Lebih jauh, secara umum, para Ulama memiliki dua tafsir berbeda dalam melihat issue tersebut. Pertama adalah para Ulama yang menyimpulkan bahwa segala bentuk bunga bank termasuk kategori riba karena adanya unsur menzalimi dan ketidakadilan (e.g. Fatwa MUI No. 1 Tahun 2004). Kedua para Ulama yang berpandangan bahwa bunga bank menjadi haram Ketika beban yang diambil berlipat ganda dan eksploitatif, hanya memberikan manfaat besar pada satu pihak (lender) dan mengorbankan pihak yang lain (borrower) seperti Muhammad Abduh, Muhammad Rashid Ridha, Abd. Al Wahab Khallaf dan Mahmud Syaltut. Namun demikian, kedua pandangan di atas, tidak memiliki perbedaan penafsiran ketika melihat esensi pelarangan riba diletakkan dalam tujuan untuk menegakkan sistem ekonomi yang berkeadilan sesuai tujuan dari Maqashid Sharia.
Tanpa bermaksud untuk masuk ke dalam perbedaan pandangan di atas, dalam konteks perencanaan kebijakan publik, tentu keberadaan Indonesia (baca : Provinsi Aceh) dalam ruang sistem ekonomi global tidak boleh diabaikan begitu saja. Pengabaian terhadap kondisi faktual tersebut akan mengakibatkan sistem ekonomi biaya yang tinggi yang tidak efektif dan efisien.
Tidak ada gejolak berarti ketika konversi Bank Aceh menjadi Bank Aceh Syariah (BAS) dilakukan ketika sistem masih memberikan opsi “exit strategi” bagi masyarakat. Proses tersebut berkontribusi menaikkan market share Bank Syariah di Indonesia untuk keluar dari jebakan persentase 5% di tahun 2017 lalu. Setelah merger tiga Bank Syariah BUMN menjadi Bank Syariah Indonesia (BSI), market share perbankan syariah berada di posisi lebih kurang di atas angka 6%.(https://finansial.bisnis.com/read/20210216/231/1356972/bank-syariah-indonesia-bris-terbentuk-market-share-perbankan-syariah-tumbuh).

Daftar Tugas:
[A] Jawab pertanyaan berikut berdasarkan kutipan teks:
(i) Fatwa apa yang dicontohkan untuk pandangan Ulama yang menggolongkan segala bentuk bunga bank sebagai riba?
(ii) Apa akibat pengabaian terhadap kondisi faktual keberadaan Indonesia dalam sistem ekonomi global?
(iii) Konversi Bank Aceh ikut membantu market share Bank Syariah keluar dari jebakan persentase berapa, dan pada tahun berapa?
[B] Terjemahkan kalimat dari kutipan teks ini ke dalam bahasa Inggris: "Setelah merger tiga Bank Syariah BUMN menjadi Bank Syariah Indonesia (BSI), market share perbankan syariah berada di posisi lebih kurang di atas angka 6%."

Bagian Data:

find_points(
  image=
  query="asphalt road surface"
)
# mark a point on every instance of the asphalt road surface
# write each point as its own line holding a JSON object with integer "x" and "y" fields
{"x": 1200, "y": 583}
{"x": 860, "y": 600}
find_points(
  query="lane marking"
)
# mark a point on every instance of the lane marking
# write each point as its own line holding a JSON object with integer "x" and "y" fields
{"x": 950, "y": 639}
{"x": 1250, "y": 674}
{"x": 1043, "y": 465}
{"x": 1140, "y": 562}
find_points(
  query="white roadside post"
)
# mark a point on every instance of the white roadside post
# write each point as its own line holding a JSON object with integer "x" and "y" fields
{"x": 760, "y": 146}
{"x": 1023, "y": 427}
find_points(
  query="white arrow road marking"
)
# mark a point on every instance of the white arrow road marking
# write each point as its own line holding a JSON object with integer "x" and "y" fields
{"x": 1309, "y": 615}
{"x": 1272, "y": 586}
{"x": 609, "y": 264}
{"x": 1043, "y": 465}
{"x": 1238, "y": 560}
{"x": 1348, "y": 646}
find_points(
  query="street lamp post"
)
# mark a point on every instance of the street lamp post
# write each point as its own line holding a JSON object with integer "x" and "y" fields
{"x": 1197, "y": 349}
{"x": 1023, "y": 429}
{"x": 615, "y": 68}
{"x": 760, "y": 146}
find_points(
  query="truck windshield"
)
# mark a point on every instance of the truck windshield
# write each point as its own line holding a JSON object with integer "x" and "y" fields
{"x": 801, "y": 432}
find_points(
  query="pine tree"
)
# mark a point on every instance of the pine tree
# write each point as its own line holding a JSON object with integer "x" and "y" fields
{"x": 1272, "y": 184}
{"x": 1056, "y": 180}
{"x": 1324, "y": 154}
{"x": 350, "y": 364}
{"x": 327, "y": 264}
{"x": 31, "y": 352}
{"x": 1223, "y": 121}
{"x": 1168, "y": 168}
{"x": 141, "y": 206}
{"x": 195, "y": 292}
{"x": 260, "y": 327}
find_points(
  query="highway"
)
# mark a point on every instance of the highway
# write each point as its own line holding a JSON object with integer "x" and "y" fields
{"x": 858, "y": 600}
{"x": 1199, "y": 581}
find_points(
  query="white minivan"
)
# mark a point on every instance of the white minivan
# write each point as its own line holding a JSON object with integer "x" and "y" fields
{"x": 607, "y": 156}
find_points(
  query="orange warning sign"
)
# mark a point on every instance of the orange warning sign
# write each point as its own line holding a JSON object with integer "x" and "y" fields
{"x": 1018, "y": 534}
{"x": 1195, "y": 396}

Jawaban Tiap Tugas:
[A]
(i) Fatwa MUI No. 1 Tahun 2004.
(ii) Sistem ekonomi biaya tinggi yang tidak efektif dan efisien.
(iii) Jebakan persentase 5%, pada tahun 2017.

[B] After the merger of three state-owned Islamic banks into Bank Syariah Indonesia (BSI), the market share of Islamic banking stood at roughly above 6%.